#### [DIRECTIVE 1]
Extract each line in the rows that contains the string "white".

:::::

Repealing America’s Revolution

The New York Analysis of Policy and Government provides a two-part look at how the basic foundational concepts of the United States are being challenged as never before.

A small portion of the U.S. population has rejected the foundational concepts of what America is all about.  Bedrock principles of individual rights, free enterprise, and even national sovereignty have been called into question as never before.

Unlike previous major controversies, this division does not center around a single issue or dispute. Rather, it calls into question the essential reasons for the founding of the country, and even the great principles of western civilization that guided and motivated the thirteen original colonies to form an entity unlike any ever seen before.

During the past century, the basics of Western Civilization were challenged across the globe.  However, within “the Anglosphere,” including primarily the United States, the United Kingdom, Canada, Australia and New Zealand, the guiding principles were kept alive, and improved upon.  The last vestiges of the world-wide tragedies of racism, sexism, dictatorship and religious persecution were attacked, and individual freedoms expanded, in contrast to the rest of the planet, where, in many cases, these evils expanded to previously unimaginable degrees.  Nazi concentration camps, Communist Gulags, and the medieval practices of Islamic extremism plagued the planet (and some continue to do so) but America remained largely immune.

That may be changing, as individual rights are replaced by collective rights, despite the history of this concept which resulted in 100 million people murdered by Communist states, 15 million or so extinguished by Hitler, and the growing daily ravages of radical Islam.

The attempts to eliminate the key, unifying ideas and traditions that bind America together become more serious each day.

Progressive” educators, from kindergarten through college, when they include American history at all in their curriculum, do so only in the most deprecating manner possible. Left-wing pundits work overtime to cast the nation’s founding fathers in the worst possible light. Bruce Thornton, writing for Frontpage  explains: “The politicizing of the universities has led to two ill effects. First… adding [anti-American] material to the curriculum necessitates the driving out of the traditional curriculum…Second, generations of credential students have sat in these courses and then gone on to teach in high schools and grade schools, and to write the textbooks and curricula that propagate this ideology. The result is a student population ignorant of the basic facts of history.” Even the unifying act of having young students recite the Pledge of Allegiance together is now under assault by those who wish to remove it from regular student activities.

:::::

#### [DIRECTIVE 2]
List the countries that the essay on challenges to America's founding principles names as part of "the Anglosphere."

#### [Collected data entries]
:::::

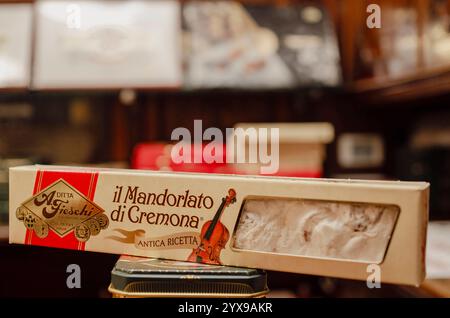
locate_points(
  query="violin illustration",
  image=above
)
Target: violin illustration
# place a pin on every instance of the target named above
(214, 235)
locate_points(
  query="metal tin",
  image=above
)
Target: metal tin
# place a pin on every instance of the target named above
(148, 277)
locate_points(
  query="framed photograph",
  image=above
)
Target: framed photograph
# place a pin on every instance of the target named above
(15, 45)
(107, 44)
(229, 44)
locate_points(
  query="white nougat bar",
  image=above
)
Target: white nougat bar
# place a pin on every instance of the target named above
(316, 228)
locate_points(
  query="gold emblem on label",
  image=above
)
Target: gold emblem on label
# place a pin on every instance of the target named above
(94, 226)
(40, 228)
(62, 209)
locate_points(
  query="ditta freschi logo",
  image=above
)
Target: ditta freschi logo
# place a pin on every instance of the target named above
(62, 209)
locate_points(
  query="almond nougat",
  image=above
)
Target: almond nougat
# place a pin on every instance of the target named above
(353, 231)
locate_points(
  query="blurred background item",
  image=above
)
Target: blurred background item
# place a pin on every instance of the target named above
(15, 44)
(104, 44)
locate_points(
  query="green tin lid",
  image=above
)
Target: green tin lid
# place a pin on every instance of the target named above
(149, 277)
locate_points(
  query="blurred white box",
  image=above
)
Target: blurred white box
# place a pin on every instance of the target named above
(15, 45)
(107, 44)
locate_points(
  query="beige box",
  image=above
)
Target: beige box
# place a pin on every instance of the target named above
(350, 229)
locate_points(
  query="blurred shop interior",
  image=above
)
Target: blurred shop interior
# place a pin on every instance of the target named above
(104, 84)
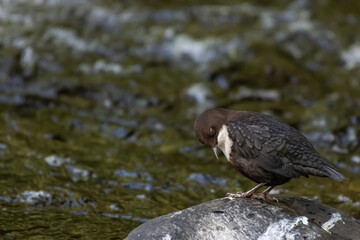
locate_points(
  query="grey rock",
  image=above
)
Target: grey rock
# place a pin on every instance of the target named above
(230, 219)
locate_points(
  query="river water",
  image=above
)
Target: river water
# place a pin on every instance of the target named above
(98, 100)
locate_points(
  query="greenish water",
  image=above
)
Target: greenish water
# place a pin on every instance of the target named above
(98, 99)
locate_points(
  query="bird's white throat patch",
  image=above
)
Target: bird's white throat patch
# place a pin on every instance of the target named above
(224, 142)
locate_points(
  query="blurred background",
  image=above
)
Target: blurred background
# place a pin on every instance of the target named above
(98, 100)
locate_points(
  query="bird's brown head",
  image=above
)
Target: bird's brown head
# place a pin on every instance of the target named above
(208, 124)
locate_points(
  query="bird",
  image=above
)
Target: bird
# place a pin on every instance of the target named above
(262, 148)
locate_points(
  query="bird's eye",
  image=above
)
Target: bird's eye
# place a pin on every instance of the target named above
(212, 131)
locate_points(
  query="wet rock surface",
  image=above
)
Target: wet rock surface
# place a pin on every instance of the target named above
(291, 218)
(98, 101)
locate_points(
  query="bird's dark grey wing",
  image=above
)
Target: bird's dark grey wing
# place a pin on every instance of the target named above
(260, 144)
(277, 147)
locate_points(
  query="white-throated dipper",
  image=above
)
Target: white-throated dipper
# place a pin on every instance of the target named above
(262, 148)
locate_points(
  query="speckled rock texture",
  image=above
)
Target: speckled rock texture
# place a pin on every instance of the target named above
(230, 219)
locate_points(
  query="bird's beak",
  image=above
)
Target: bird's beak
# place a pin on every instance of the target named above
(215, 151)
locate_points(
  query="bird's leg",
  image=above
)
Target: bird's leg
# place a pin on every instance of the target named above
(249, 193)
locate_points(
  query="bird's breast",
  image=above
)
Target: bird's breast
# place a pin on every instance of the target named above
(224, 141)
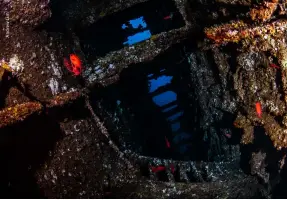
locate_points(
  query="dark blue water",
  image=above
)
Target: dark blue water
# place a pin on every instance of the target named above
(153, 101)
(129, 27)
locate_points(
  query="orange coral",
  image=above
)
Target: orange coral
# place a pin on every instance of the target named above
(264, 11)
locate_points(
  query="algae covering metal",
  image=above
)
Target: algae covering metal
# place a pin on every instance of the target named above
(167, 102)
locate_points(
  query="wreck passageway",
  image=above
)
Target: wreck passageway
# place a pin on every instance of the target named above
(155, 103)
(129, 27)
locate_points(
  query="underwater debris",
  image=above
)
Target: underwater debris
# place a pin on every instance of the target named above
(14, 65)
(264, 11)
(54, 86)
(258, 109)
(235, 2)
(63, 99)
(238, 30)
(75, 64)
(18, 113)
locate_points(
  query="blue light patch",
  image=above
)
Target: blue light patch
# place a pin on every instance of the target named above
(164, 98)
(175, 116)
(138, 37)
(180, 137)
(175, 126)
(137, 22)
(159, 82)
(169, 108)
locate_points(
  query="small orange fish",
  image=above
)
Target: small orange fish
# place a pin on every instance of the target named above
(167, 142)
(75, 64)
(172, 168)
(274, 66)
(75, 60)
(258, 109)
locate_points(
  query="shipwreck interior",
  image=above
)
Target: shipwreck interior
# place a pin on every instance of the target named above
(155, 105)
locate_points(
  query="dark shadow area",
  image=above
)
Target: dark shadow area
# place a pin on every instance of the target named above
(26, 146)
(23, 149)
(153, 110)
(9, 81)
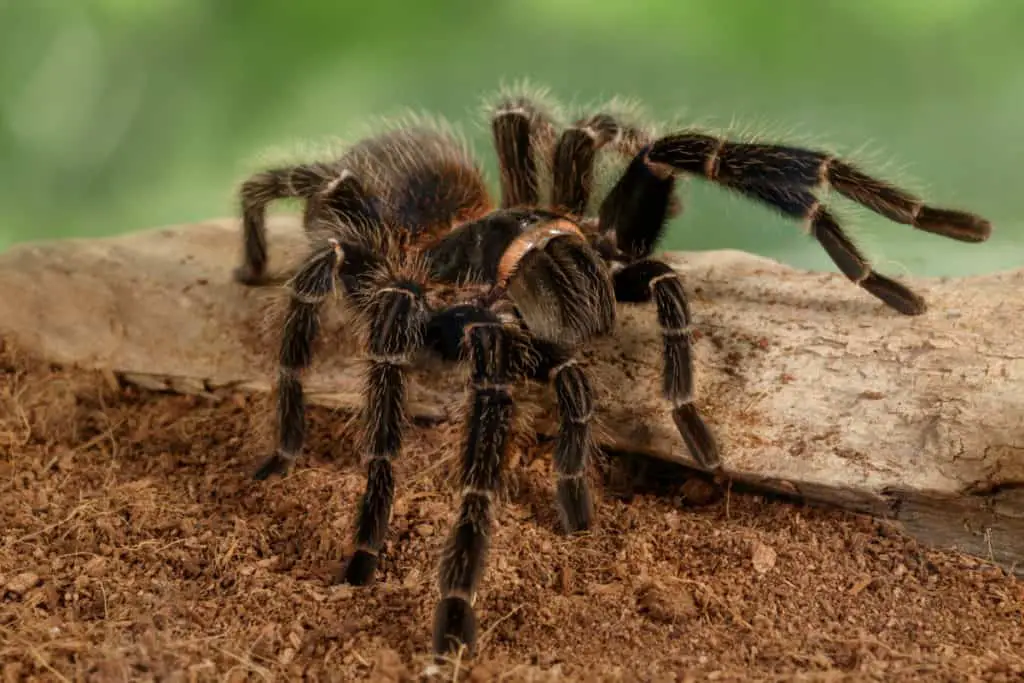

:::::

#### [REPLY 1]
  query="white nougat bar",
Target: white nougat bar
  query="blurred white box",
Target: blurred white box
  query="bird's white throat patch",
Target: bird's white throat patch
  query="white-throated dipper",
Target: white-throated dipper

#### [REPLY 2]
- United States
- United Kingdom
- Canada
- Australia
- New Zealand